What to produce:
Repeat the full listing below verbatim and keep the images out.

- - -

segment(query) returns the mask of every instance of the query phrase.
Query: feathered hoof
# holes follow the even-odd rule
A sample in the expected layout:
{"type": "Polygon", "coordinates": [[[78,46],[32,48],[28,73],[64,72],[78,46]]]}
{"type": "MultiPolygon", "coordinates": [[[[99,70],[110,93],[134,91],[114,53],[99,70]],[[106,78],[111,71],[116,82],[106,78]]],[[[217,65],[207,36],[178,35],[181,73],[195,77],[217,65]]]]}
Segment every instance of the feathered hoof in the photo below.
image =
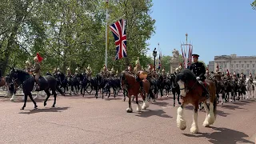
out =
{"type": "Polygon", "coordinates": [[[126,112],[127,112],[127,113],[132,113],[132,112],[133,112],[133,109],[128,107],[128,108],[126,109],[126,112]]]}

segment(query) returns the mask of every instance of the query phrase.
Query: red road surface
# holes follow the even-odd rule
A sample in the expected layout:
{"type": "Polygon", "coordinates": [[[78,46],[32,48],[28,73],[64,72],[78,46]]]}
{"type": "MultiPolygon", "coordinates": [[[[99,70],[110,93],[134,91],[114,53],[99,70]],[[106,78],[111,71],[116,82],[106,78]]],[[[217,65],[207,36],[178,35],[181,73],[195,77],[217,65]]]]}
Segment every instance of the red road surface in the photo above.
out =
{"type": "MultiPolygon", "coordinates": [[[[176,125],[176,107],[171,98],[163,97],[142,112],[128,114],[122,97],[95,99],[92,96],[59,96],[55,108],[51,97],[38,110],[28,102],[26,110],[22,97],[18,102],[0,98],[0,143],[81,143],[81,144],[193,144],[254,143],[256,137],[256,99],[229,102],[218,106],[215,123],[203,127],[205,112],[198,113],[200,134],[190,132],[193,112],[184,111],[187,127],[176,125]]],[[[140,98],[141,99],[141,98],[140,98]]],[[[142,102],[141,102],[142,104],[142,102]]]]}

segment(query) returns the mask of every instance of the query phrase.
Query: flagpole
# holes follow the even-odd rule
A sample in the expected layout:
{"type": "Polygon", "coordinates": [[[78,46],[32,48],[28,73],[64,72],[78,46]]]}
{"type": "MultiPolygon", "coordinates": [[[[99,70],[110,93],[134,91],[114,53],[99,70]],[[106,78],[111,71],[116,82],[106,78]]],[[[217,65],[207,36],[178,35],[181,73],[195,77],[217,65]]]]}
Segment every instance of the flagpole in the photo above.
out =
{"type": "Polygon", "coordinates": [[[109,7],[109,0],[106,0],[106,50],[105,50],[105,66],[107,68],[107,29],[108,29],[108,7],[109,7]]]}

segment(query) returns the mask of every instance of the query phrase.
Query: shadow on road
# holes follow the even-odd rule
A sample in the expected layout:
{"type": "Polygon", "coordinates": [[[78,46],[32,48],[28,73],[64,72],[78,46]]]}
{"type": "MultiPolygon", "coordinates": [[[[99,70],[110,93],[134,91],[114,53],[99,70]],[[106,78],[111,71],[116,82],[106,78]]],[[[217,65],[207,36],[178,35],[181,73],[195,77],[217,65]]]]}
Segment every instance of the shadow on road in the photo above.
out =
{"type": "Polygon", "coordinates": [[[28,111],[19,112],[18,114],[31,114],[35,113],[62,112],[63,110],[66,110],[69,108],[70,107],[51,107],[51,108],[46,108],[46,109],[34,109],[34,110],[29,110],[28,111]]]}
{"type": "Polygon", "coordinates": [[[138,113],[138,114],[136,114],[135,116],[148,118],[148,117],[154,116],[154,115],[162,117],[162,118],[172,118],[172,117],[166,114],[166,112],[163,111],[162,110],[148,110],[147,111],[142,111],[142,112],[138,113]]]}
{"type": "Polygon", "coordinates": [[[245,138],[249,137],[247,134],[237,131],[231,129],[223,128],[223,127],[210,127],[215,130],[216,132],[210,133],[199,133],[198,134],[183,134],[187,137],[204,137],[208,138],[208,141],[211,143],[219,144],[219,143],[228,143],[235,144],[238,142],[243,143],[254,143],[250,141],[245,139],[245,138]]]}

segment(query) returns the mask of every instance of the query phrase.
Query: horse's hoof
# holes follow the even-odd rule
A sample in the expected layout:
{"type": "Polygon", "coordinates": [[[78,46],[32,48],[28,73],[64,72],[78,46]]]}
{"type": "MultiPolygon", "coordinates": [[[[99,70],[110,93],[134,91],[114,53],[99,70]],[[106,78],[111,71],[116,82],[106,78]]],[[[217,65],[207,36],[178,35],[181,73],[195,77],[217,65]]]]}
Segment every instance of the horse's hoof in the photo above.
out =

- - -

Answer for the task:
segment(query) returns the mask of every instance of the query phrase.
Query: feathered hoof
# holes follow the even-odd rule
A sample in the expected layout:
{"type": "Polygon", "coordinates": [[[78,46],[32,48],[28,73],[64,72],[78,46]]]}
{"type": "MultiPolygon", "coordinates": [[[[99,70],[110,93],[134,91],[114,53],[99,70]],[[106,78],[111,71],[116,82],[106,78]]],[[[217,65],[207,36],[178,35],[181,73],[195,77],[217,65]]]]}
Segment every instance of the feathered hoof in the photo below.
image =
out =
{"type": "Polygon", "coordinates": [[[126,112],[127,112],[127,113],[132,113],[132,112],[133,112],[133,109],[128,107],[128,108],[126,109],[126,112]]]}

segment(query) returns the mask of every instance of the query phrase.
Query: red road surface
# holes follow the even-odd rule
A sample in the expected layout:
{"type": "Polygon", "coordinates": [[[78,46],[32,48],[28,73],[64,72],[78,46]]]}
{"type": "MultiPolygon", "coordinates": [[[[99,70],[110,93],[134,91],[114,53],[99,70]],[[106,78],[111,71],[116,82],[106,78]]],[[[217,65],[207,36],[178,35],[181,73],[195,77],[217,65]]]]}
Segment every instance of the red road surface in the photo above.
out =
{"type": "MultiPolygon", "coordinates": [[[[176,125],[176,107],[171,98],[163,97],[142,112],[128,114],[122,97],[95,99],[92,96],[59,96],[55,108],[51,97],[38,110],[28,102],[26,110],[22,97],[18,102],[0,98],[0,143],[81,143],[81,144],[193,144],[254,143],[256,137],[256,99],[229,102],[218,106],[215,123],[203,127],[205,112],[198,113],[200,134],[190,132],[193,112],[184,111],[187,127],[176,125]]],[[[140,98],[141,99],[141,98],[140,98]]],[[[142,102],[141,102],[142,104],[142,102]]]]}

segment(query) returns the mask of every instance of the query phrase.
Query: flagpole
# holes follow the even-odd rule
A sample in the expected layout:
{"type": "Polygon", "coordinates": [[[78,46],[32,48],[28,73],[64,72],[78,46]]]}
{"type": "MultiPolygon", "coordinates": [[[[99,70],[110,93],[134,91],[114,53],[99,70]],[[106,78],[111,71],[116,82],[106,78]]],[[[217,65],[207,36],[178,35],[181,73],[195,77],[217,65]]]]}
Segment every instance of the flagpole in the photo above.
out =
{"type": "Polygon", "coordinates": [[[109,7],[109,0],[106,0],[106,50],[105,50],[105,66],[107,68],[107,29],[108,29],[108,7],[109,7]]]}

segment(query) returns the mask of every instance of the query phrase.
Query: shadow on road
# holes follow the even-odd rule
A sample in the expected layout:
{"type": "Polygon", "coordinates": [[[78,46],[32,48],[28,73],[64,72],[78,46]]]}
{"type": "MultiPolygon", "coordinates": [[[[99,70],[110,93],[134,91],[114,53],[99,70]],[[106,78],[111,71],[116,82],[106,78]]],[[[217,65],[207,36],[178,35],[181,73],[195,77],[217,65]]]]}
Segment every instance of the shadow on road in the photo above.
out =
{"type": "Polygon", "coordinates": [[[28,111],[19,112],[18,114],[31,114],[35,113],[62,112],[63,110],[66,110],[69,108],[70,107],[51,107],[51,108],[46,108],[46,109],[34,109],[34,110],[29,110],[28,111]]]}
{"type": "Polygon", "coordinates": [[[138,113],[138,114],[136,114],[135,116],[148,118],[148,117],[154,116],[154,115],[162,117],[162,118],[172,118],[172,117],[166,114],[166,112],[163,111],[162,110],[148,110],[147,111],[142,111],[142,112],[138,113]]]}
{"type": "Polygon", "coordinates": [[[245,138],[249,137],[247,134],[237,131],[231,129],[223,128],[223,127],[210,127],[215,130],[216,132],[210,133],[199,133],[198,134],[183,134],[187,137],[204,137],[208,138],[208,141],[211,143],[219,144],[219,143],[228,143],[235,144],[238,142],[243,143],[254,143],[250,141],[245,139],[245,138]]]}

segment(query) returns the mask of every instance of the query phrase.
Query: horse's hoof
# holes follow the even-odd rule
A sample in the expected layout:
{"type": "Polygon", "coordinates": [[[78,46],[32,48],[28,73],[64,72],[78,46]]]}
{"type": "MultiPolygon", "coordinates": [[[[99,70],[110,93],[134,91],[114,53],[99,70]],[[106,78],[111,71],[116,82],[106,78]]],[[[217,65],[207,36],[178,35],[181,73],[195,77],[217,65]]]]}
Segment every instance of the horse's hoof in the photo above.
out =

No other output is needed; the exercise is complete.